• TEXTO MOSTRADO:

Una Europa desgarrada
Después de la guerra, la República Federal de Alemania nunca alimentó el proyecto de regir Europa. Todos sus dirigentes políticos, cualquiera fuera su orientación, pensaban que su país tenía un problema fundamental respecto de sus vecinos: era demasiado grande para despertar afecto y demasiado pequeño para inspirar temor. Por lo tanto, necesitaba fundirse en una entidad europea más amplia, que dirigiría de común acuerdo con otras naciones como Francia. Mientras Alemania disponía de un acceso a los mercados extranjeros, mientras podía aprovisionarse de materias primas y exportar sus productos manufacturados, no se preocupaba en absoluto de conquistar un lugar en la escena internacional. La integridad del caparazón europeo revestía tal importancia para el canciller Helmut Kohl (1982-1998), que cada vez que se producían fricciones entre los socios, rápidamente aportaba los medios materiales (es decir, pagaba la cuenta) para salvar la unidad europea, o al menos, su imagen.

• MATERIAL RECOPILADO:

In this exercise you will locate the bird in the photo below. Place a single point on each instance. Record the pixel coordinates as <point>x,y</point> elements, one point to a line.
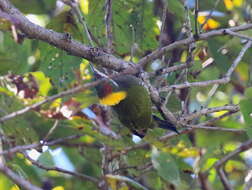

• DETALLES DEL PROBLEMA: Continúa el texto sobre Alemania y la unidad europea a partir de su última oración.

• RESULTADO DE LA TAREA:
El gobierno de Angela Merkel enfrenta hoy en día una situación muy distinta. A más de siete años de iniciada una crisis financiera cuyo fin no está a la vista, todos los países europeos e incluso de otras latitudes, miran a Alemania en busca de una solución y, por lo general, esperan una solución al estilo Kohl. Ahora bien, los problemas actuales son demasiado pesados para resolverlos con sólo meter la mano en el bolsillo. La diferencia entre Merkel y su predecesor, no es que ella aspire a convertirse en la Führerin de Europa: es la época la que la obliga –le guste o no– a salir de entre bambalinas para ocupar el centro del escenario europeo.
Las dificultades son considerables. En el frente europeo, la integración se transformó en una catástrofe política y económica. Y Alemania, que se convirtió en un actor lo suficientemente importante para que se la acuse de todos los males, sigue siendo demasiado pequeña para suministrar los remedios. En el frente interno, el consenso centrista amenaza con derrumbarse.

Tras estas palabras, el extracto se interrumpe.